### SELECTED TEXT
** START **

# Bluetooth roll call / Update



## Spectre (Aug 1, 2002)

How big is the jumper? Something that could be slipped into an envelope instead of sending it as a parcel? Might not need BMW's packaging.


----------



## LDV330i (May 24, 2003)

Spectre said:


> How big is the jumper? Something that could be slipped into an envelope instead of sending it as a parcel? Might not need BMW's packaging.


 The SES jumper is 2 1/2" x 1" x 3/4" and it is plastic. In the picture below, courtesy of Golim.com, you can see it on the bottom left, it is the blue and white thing. Though mine was loose in the box that had the other boxes, it really needs to be shipped in a box. It really will not really qualify for a flat envelope rate.


----------



## Spectre (Aug 1, 2002)

LDV330i said:


> The SES jumper is 2 1/2" x 1" x 3/4" and it is plastic. In the picture below, courtesy of Golim.com, you can see it on the bottom left, it is the blue and white thing. Though mine was loose in the box that had the other boxes, it really needs to be shipped in a box. It really will not really qualify for a flat envelope rate.


Bummer about the postage then!


----------



## doeboy (Sep 20, 2002)

*Bluetooth update/survey*

So I just got back from the local dealer today where I had my falling window trim replaced and at the same time had my Bluetooth ULF recoded.

Off the bat I noticed that instead of saying "BMW ULF" like it did before, it now says "BMW xxxxx" showing my VIN as the device name.

The voice prompt issue with it being too loud is still there. It doesn't quite seem as loud as before... but then it could be just me getting used to it. :dunno:

Everything is working right, except for the loud voice prompts and one thing that isn't consistent with the SES Manual. The manual states that you can adjust the volume level of the SES Voice Prompts by holding the Voice Recognition button until the beep, and saying "Volume Up" or "Volume Down". When I do this on mine, it doesn't seem to do anything. I thought maybe it was a software issue so I was hoping recoding would help fix this, but it is still there.

So, some questions to those of you who have the BT kit on your cars...

- Are the voice prompts loud?
- What model car? (E46, E39, X5... Coupe, Sedan, etc.?)
- Which BT ULF Part number do you have? (Mine ends in 552)
- What part number shows on the ULF module itself? (Mine ends in 552-02)
- Most importantly, if you issue the voice commands "Volume Up" or "Volume Down" does the system respond to it?

Not a big issue for me since the core functionality works really well and I like it a lot. Just something I found to be rather curious about this.

** END **

[Saved entries]
** START **

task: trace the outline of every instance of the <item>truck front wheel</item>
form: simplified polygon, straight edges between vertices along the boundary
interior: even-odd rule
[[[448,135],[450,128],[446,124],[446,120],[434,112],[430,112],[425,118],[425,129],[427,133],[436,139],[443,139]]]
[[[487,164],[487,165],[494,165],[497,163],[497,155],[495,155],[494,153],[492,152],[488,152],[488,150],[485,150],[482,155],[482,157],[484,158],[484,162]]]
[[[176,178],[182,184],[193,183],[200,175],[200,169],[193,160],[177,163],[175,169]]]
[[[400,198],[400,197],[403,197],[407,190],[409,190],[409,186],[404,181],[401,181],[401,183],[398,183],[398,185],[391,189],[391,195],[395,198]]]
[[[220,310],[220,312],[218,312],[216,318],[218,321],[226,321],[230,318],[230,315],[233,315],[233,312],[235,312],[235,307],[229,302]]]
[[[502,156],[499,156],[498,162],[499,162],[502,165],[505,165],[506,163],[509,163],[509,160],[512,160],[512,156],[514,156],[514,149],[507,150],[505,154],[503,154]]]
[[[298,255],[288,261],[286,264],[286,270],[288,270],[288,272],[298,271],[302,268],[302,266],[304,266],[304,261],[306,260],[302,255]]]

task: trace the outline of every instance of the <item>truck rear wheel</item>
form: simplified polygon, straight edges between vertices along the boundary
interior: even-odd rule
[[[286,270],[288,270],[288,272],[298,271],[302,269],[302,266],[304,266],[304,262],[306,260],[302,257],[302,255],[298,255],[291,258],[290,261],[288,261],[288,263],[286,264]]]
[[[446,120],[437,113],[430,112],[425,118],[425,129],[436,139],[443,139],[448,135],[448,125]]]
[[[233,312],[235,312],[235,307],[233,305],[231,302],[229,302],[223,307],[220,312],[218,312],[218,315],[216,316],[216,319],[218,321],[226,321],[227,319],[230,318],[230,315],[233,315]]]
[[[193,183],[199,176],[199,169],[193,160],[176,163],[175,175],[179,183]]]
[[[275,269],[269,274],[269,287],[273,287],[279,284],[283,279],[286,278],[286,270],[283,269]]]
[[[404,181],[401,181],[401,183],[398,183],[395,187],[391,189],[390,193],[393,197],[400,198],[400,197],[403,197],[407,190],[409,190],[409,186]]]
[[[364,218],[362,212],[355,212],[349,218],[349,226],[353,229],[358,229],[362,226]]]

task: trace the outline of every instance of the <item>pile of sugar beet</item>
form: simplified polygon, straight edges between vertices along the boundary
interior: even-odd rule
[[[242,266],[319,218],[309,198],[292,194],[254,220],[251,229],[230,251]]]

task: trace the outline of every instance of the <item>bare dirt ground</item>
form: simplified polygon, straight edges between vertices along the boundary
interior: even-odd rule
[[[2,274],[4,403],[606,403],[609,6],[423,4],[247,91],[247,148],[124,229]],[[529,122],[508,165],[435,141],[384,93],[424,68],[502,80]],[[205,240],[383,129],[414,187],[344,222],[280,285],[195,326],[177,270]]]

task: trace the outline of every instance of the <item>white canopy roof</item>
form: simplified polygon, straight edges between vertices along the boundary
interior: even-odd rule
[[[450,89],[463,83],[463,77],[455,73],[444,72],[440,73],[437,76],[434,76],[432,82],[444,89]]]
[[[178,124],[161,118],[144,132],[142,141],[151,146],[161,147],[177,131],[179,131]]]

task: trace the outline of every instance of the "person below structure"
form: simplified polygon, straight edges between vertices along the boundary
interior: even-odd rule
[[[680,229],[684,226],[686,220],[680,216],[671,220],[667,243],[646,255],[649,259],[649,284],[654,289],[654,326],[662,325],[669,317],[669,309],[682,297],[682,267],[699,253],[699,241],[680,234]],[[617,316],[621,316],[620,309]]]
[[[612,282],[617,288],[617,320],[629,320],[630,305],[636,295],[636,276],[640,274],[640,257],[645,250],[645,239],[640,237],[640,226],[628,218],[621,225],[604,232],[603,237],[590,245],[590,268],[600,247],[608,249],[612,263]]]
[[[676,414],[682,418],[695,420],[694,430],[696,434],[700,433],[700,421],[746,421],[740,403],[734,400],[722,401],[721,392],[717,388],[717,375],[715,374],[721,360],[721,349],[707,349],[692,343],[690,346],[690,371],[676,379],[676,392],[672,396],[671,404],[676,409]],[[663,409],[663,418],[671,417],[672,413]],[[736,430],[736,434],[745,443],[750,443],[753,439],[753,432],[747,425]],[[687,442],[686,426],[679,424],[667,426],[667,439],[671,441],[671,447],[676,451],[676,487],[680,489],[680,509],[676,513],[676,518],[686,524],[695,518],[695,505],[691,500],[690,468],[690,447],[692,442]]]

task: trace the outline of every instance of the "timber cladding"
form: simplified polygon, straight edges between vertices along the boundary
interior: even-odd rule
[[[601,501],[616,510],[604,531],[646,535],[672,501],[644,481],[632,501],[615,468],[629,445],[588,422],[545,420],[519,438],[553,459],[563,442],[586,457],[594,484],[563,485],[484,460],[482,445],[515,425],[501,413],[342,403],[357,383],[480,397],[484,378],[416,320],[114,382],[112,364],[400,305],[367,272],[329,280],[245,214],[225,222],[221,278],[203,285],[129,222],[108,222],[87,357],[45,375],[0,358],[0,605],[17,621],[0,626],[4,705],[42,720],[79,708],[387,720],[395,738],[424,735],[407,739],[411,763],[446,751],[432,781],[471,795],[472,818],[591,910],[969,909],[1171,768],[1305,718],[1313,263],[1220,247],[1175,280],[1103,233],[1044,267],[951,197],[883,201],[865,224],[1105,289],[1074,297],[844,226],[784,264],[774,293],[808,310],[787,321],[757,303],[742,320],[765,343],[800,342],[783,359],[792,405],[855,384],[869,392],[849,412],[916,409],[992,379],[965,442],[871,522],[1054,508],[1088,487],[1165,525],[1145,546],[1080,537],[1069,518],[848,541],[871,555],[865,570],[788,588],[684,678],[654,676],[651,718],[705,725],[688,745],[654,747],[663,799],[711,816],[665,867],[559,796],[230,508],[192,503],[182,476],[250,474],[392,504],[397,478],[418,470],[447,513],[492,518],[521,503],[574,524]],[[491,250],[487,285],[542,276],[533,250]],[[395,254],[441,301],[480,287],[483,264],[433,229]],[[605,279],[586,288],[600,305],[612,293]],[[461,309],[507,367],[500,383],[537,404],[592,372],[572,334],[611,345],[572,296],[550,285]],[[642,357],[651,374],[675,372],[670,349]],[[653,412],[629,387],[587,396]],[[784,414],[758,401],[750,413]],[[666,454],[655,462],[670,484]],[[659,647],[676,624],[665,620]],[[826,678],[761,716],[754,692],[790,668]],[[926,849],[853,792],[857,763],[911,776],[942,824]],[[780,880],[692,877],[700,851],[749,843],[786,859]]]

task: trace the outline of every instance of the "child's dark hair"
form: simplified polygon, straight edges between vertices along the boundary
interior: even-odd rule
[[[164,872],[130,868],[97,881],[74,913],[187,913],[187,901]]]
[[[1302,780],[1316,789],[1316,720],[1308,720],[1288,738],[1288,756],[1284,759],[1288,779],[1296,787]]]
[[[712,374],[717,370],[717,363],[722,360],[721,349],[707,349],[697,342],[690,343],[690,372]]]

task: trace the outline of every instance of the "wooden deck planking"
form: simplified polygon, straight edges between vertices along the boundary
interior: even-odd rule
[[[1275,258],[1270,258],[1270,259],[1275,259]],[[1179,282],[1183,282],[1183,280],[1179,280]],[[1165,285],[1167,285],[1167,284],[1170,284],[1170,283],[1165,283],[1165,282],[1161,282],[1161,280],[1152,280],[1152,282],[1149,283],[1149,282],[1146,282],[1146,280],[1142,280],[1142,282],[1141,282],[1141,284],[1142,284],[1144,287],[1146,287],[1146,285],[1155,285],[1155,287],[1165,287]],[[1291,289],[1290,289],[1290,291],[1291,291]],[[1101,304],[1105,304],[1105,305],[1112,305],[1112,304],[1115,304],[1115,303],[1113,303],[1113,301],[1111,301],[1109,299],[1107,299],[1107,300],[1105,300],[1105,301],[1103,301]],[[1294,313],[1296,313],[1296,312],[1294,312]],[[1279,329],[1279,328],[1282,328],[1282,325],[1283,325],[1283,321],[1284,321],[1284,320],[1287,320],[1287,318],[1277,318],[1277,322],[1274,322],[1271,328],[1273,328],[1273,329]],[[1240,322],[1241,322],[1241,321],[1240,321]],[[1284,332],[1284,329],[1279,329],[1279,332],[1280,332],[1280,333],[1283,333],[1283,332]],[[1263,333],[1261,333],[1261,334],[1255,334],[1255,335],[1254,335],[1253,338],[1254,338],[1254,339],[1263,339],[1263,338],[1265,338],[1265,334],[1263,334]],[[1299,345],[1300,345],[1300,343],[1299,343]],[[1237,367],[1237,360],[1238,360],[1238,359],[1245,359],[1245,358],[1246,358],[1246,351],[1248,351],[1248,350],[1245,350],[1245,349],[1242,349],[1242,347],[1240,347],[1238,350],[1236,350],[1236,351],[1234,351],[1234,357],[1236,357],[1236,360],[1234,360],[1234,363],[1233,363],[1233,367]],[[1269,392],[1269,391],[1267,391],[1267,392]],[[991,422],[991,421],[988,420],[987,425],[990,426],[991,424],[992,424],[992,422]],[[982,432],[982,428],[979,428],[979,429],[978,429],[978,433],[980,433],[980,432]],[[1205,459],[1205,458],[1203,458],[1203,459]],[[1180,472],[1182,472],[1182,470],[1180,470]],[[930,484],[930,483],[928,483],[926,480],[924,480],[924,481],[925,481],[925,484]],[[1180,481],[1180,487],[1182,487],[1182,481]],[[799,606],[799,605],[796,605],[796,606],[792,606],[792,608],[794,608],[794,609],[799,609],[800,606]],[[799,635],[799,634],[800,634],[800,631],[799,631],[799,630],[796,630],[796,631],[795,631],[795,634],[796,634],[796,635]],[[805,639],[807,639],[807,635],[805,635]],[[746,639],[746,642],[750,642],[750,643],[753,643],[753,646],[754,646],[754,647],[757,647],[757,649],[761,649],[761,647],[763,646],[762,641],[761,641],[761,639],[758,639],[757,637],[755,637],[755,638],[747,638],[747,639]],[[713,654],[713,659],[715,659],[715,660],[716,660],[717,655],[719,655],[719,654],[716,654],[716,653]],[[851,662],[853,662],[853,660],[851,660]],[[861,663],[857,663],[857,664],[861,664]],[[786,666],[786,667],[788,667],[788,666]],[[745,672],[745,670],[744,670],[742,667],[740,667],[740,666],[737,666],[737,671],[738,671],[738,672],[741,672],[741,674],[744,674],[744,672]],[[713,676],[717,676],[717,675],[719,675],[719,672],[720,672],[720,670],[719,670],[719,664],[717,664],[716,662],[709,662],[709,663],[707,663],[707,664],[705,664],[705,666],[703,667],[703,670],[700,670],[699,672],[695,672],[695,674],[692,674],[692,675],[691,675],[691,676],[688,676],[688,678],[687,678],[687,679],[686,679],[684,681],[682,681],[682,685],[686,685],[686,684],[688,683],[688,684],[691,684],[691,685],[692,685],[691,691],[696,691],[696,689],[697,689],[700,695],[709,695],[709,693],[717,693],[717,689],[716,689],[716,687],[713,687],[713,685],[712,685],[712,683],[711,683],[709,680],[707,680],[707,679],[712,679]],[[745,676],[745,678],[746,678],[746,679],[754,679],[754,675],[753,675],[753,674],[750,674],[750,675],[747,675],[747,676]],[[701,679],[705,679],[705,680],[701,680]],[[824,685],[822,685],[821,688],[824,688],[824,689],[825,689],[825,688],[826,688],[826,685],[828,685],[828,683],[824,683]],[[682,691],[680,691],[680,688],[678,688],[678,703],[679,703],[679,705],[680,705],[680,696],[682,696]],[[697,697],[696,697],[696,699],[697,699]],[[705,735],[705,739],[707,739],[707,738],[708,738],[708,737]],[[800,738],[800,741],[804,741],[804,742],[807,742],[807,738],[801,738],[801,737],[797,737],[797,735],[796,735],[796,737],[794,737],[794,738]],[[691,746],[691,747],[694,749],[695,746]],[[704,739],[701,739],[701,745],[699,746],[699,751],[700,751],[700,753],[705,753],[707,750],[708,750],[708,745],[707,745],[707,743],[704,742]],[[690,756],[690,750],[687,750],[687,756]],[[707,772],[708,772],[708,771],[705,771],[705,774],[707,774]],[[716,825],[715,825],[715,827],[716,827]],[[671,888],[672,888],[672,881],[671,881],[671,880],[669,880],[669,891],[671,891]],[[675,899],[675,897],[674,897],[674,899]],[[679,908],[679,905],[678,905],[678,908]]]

** END **

### TASK DIRECTIONS
Rewrite the part of the Bluetooth thread starting at "Everything is working" and ending at "respond to it?", replacing "software issue" with "firmware issue".

### SOLUTION
Everything is working right, except for the loud voice prompts and one thing that isn't consistent with the SES Manual. The manual states that you can adjust the volume level of the SES Voice Prompts by holding the Voice Recognition button until the beep, and saying "Volume Up" or "Volume Down". When I do this on mine, it doesn't seem to do anything. I thought maybe it was a firmware issue so I was hoping recoding would help fix this, but it is still there.

So, some questions to those of you who have the BT kit on your cars...

- Are the voice prompts loud?
- What model car? (E46, E39, X5... Coupe, Sedan, etc.?)
- Which BT ULF Part number do you have? (Mine ends in 552)
- What part number shows on the ULF module itself? (Mine ends in 552-02)
- Most importantly, if you issue the voice commands "Volume Up" or "Volume Down" does the system respond to it?